- [Task details] Copy the data exactly. Images are to be left out.

- [Dataset records]
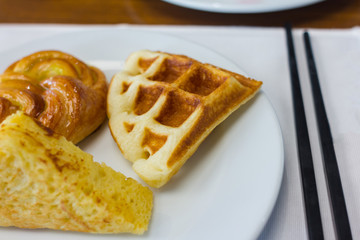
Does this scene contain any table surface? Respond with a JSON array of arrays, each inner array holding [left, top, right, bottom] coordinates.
[[0, 0, 359, 28]]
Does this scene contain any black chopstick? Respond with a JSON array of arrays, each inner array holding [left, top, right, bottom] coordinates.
[[285, 24, 324, 240], [303, 31, 353, 240]]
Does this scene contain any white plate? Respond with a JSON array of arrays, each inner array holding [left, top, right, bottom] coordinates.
[[0, 29, 284, 240], [163, 0, 323, 13]]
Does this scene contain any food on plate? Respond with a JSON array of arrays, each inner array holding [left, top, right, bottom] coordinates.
[[107, 50, 262, 188], [0, 111, 153, 234], [0, 50, 107, 144]]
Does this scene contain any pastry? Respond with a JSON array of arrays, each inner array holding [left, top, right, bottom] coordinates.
[[0, 111, 153, 234], [107, 50, 262, 188], [0, 50, 107, 143]]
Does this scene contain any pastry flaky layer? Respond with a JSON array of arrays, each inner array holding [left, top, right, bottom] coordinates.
[[0, 50, 107, 144], [107, 50, 263, 188], [0, 111, 153, 234]]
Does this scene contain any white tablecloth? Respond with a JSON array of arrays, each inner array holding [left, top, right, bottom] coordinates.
[[1, 24, 359, 240]]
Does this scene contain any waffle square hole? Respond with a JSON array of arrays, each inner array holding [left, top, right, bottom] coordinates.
[[149, 57, 193, 83], [178, 66, 227, 96], [121, 82, 131, 94], [138, 57, 158, 73], [123, 122, 135, 133], [134, 85, 164, 115], [141, 128, 168, 155], [155, 90, 200, 127]]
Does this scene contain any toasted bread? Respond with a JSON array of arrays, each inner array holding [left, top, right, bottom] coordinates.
[[0, 112, 153, 234]]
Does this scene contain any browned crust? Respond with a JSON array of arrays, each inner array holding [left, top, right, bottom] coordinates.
[[0, 50, 108, 143], [108, 50, 262, 187], [158, 53, 263, 169], [168, 85, 260, 168]]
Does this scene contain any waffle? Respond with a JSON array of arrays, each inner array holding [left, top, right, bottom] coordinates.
[[107, 50, 262, 188], [0, 50, 107, 144], [0, 111, 153, 234]]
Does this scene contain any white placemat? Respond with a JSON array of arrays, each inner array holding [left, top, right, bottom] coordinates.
[[1, 24, 359, 240]]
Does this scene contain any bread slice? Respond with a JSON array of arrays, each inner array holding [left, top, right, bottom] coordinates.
[[0, 111, 153, 234], [107, 50, 262, 188]]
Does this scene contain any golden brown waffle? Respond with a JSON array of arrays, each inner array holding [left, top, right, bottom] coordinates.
[[0, 50, 107, 144], [107, 50, 262, 188]]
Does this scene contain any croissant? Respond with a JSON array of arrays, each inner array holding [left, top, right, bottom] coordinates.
[[0, 50, 107, 143]]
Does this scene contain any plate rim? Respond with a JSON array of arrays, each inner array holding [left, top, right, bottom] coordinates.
[[162, 0, 324, 13]]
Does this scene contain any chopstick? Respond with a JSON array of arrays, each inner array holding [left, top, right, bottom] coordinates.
[[285, 24, 324, 240], [303, 31, 353, 240]]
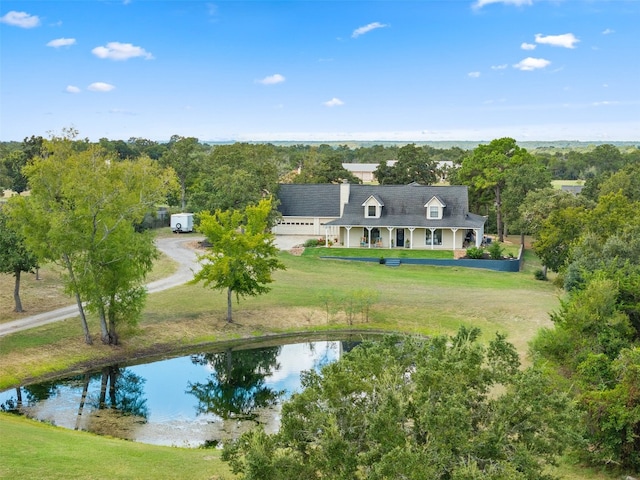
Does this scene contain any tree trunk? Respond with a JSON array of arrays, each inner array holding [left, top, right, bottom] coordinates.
[[13, 268, 24, 312], [63, 253, 92, 345], [227, 287, 233, 323], [495, 185, 504, 242], [98, 304, 110, 344], [108, 302, 119, 346], [520, 231, 525, 246], [181, 181, 187, 212]]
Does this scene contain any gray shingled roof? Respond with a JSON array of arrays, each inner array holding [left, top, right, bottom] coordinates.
[[276, 184, 341, 217]]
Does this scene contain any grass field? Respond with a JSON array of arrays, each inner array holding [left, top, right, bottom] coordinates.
[[0, 239, 625, 480]]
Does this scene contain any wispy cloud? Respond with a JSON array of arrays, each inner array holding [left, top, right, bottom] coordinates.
[[473, 0, 532, 9], [535, 33, 579, 49], [352, 22, 388, 38], [513, 57, 551, 71], [468, 71, 481, 78], [602, 28, 615, 35], [92, 42, 154, 60], [491, 64, 508, 70], [324, 98, 344, 107], [257, 74, 286, 85], [521, 42, 536, 50], [65, 85, 81, 94], [87, 82, 115, 92], [0, 11, 40, 28], [47, 38, 76, 48]]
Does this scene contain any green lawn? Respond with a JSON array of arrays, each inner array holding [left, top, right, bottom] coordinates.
[[302, 246, 454, 259]]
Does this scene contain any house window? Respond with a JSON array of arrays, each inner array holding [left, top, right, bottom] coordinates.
[[367, 205, 376, 217], [425, 229, 442, 245], [429, 206, 439, 219]]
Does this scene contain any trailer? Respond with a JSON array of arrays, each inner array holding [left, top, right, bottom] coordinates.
[[170, 213, 194, 233]]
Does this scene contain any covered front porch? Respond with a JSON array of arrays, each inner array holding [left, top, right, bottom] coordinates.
[[323, 225, 484, 251]]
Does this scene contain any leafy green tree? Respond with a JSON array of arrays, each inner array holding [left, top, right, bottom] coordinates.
[[532, 205, 586, 273], [0, 208, 38, 312], [453, 138, 534, 242], [189, 143, 281, 215], [293, 151, 361, 184], [501, 160, 551, 244], [9, 132, 175, 344], [192, 198, 285, 323], [159, 135, 204, 211], [223, 328, 577, 480], [374, 143, 438, 185]]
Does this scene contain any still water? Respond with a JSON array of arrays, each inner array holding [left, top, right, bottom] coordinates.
[[0, 339, 354, 447]]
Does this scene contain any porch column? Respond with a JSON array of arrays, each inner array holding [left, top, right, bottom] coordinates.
[[366, 227, 372, 248], [409, 227, 415, 249], [325, 228, 329, 247], [475, 228, 483, 247], [429, 228, 436, 250], [386, 227, 394, 248], [451, 228, 459, 250], [345, 226, 352, 248]]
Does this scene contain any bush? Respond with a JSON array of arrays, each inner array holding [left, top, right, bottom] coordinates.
[[303, 238, 320, 248], [534, 269, 547, 281], [465, 246, 485, 259], [488, 242, 504, 260]]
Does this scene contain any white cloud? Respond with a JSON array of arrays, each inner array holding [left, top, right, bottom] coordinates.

- [Task result]
Does this scene contain any table surface? Respond with a JSON array of arrays, each inner array holding [left, top, right, bottom] coordinates.
[[0, 0, 359, 28]]
Does this scene contain any black chopstick? Respond with a JSON array of arrays, each inner array holding [left, top, right, bottom] coordinates.
[[285, 24, 324, 240], [303, 31, 353, 240]]
Does this scene contain any white plate? Respond with a JSON array of arrays, each inner array holding [left, top, right, bottom] coordinates.
[[0, 29, 284, 240], [163, 0, 323, 13]]
Does this scene contain any food on plate? Respond with a JSON array of arrays, each inner array holding [left, top, right, bottom] coordinates.
[[107, 50, 262, 188], [0, 111, 153, 234], [0, 50, 107, 144]]
Does this scene contain any pastry? Respond with a JSON array of arrays, each inner array holding [left, top, right, bottom] coordinates.
[[0, 111, 153, 234], [107, 50, 262, 188], [0, 50, 107, 143]]
Does this scene contain any pastry flaky layer? Respond with a JSON array of arrays, each inner array holding [left, top, right, bottom] coordinates.
[[0, 50, 107, 144], [107, 50, 263, 188], [0, 111, 153, 234]]
Does this scene contain any white tablecloth? Respond with a JSON array of arrays, each inner array holding [left, top, right, bottom] coordinates.
[[1, 24, 359, 240]]
Does this scene contain any waffle square hole? Respond with a JSON array of arrays, each inner array holding [left, top, right, bottom] coordinates.
[[149, 57, 193, 83], [178, 66, 227, 96], [121, 82, 131, 94], [138, 57, 158, 73], [123, 122, 135, 133], [134, 85, 164, 115], [141, 128, 168, 155], [155, 90, 200, 127]]
Does this scene contain any toasted bread? Respond with a JSON array of arrays, each inner array holding [left, top, right, bottom] coordinates.
[[0, 112, 153, 234]]
Does this scene contain any browned crust? Respond with a JSON array of arrays, each inner array holding [left, top, right, bottom] coordinates.
[[0, 50, 108, 143], [108, 50, 262, 187], [158, 53, 263, 169], [168, 85, 260, 168]]
Does this scene contain any waffle? Respond with a JSON array of arrays, each inner array holding [left, top, right, bottom] coordinates.
[[107, 50, 262, 188], [0, 50, 107, 144], [0, 111, 153, 234]]
Does this scene contain any white placemat? Respond with a JSON array of arrays, each inner array holding [left, top, right, bottom] coordinates.
[[1, 24, 359, 240]]
Does this scene contain any bread slice? Respond with a JSON array of arrays, each inner array holding [left, top, right, bottom] coordinates.
[[0, 111, 153, 234], [107, 50, 262, 188]]
Does this scene contain any golden brown waffle? Respond with a JSON array of arrays, each inner array holding [left, top, right, bottom] coordinates.
[[0, 50, 107, 144], [107, 50, 262, 188]]
Does this scene contain any croissant? Respond with a JSON array of arrays, each inner array holding [left, top, right, bottom] coordinates.
[[0, 50, 107, 143]]
Does this scene contain any plate rim? Respond with a JSON array of arrays, each inner array holding [left, top, right, bottom] coordinates.
[[162, 0, 324, 13]]
Does this scene contain any chopstick? Respond with a JSON array of arrays, each inner array holding [left, top, right, bottom] coordinates.
[[285, 24, 324, 240], [303, 31, 353, 240]]
Does this scene contain any tree trunk? Respond with a JSON array of arrays, each inner array holding [left, top, right, bottom] coordinates.
[[13, 268, 24, 312], [63, 253, 92, 345], [227, 287, 233, 323], [495, 185, 504, 242], [98, 304, 110, 344], [108, 302, 119, 346], [520, 231, 525, 246], [181, 181, 187, 212]]
Does this scene contain any gray shingled roof? Respond with a JSON array of arrays, each inner array holding [left, top, right, bottom] coordinates.
[[276, 184, 341, 217]]
Does this scene contain any grass field? Respond with a JSON array of arrays, each inner array holding [left, top, right, bottom] coordinates.
[[0, 239, 625, 480]]
Does this scene contain any wispy cloud? Respond with a JSON array of arrays, each inner array holding [left, top, right, bottom] coordinates.
[[473, 0, 532, 9], [535, 33, 579, 49], [352, 22, 388, 38], [513, 57, 551, 71], [468, 71, 481, 78], [602, 28, 615, 35], [92, 42, 154, 60], [491, 64, 508, 70], [324, 98, 344, 107], [257, 74, 286, 85], [521, 42, 536, 50], [65, 85, 81, 94], [87, 82, 115, 92], [0, 11, 40, 28], [47, 38, 76, 48]]
Does this scene contain any green lawn? Respond with a JSON array of arrays, each inner array holding [left, top, right, bottom] coordinates.
[[302, 246, 454, 259]]
Does this scene contain any house window? Respond with a JSON array of arrays, each inner array holding [left, top, right, bottom] coordinates.
[[367, 205, 376, 217], [425, 229, 442, 245], [429, 206, 439, 219]]
Does this scene contain any trailer? Respond with a JSON array of arrays, each inner array holding [left, top, right, bottom] coordinates.
[[170, 213, 194, 233]]
Does this scene contain any covered front porch? Respond with a JSON array of arrays, each inner array holding [left, top, right, bottom] coordinates.
[[323, 225, 484, 251]]
Does this scene contain any leafy green tree? Respond with a JSON array of arrays, each inner array holding [left, top, right, bottom] coordinates.
[[532, 205, 586, 273], [0, 208, 38, 312], [453, 138, 534, 242], [189, 143, 281, 215], [293, 151, 361, 184], [501, 160, 551, 244], [9, 132, 175, 344], [192, 198, 285, 323], [159, 135, 204, 211], [223, 328, 577, 480], [374, 143, 438, 185]]
Does this scene contain any still water? Respond with a JSON array of arrays, each inner array holding [left, top, right, bottom] coordinates.
[[0, 339, 354, 447]]
Does this scene contain any porch column? Respond with a JSON array of arrays, each inner array holding [left, top, right, bottom] coordinates.
[[366, 227, 372, 248], [409, 227, 415, 249], [325, 228, 329, 247], [475, 228, 483, 247], [429, 228, 436, 250], [386, 227, 394, 248], [451, 228, 459, 250], [345, 226, 352, 248]]
Does this scene contain any bush? Respond with a JSON array of arrays, each inner array holding [left, top, right, bottom] coordinates.
[[303, 238, 320, 248], [534, 269, 547, 281], [465, 246, 485, 259], [488, 242, 504, 260]]
Does this scene contain any white cloud? Respond with a JSON array of arrays, each inner array holding [left, top, right, bottom] coordinates.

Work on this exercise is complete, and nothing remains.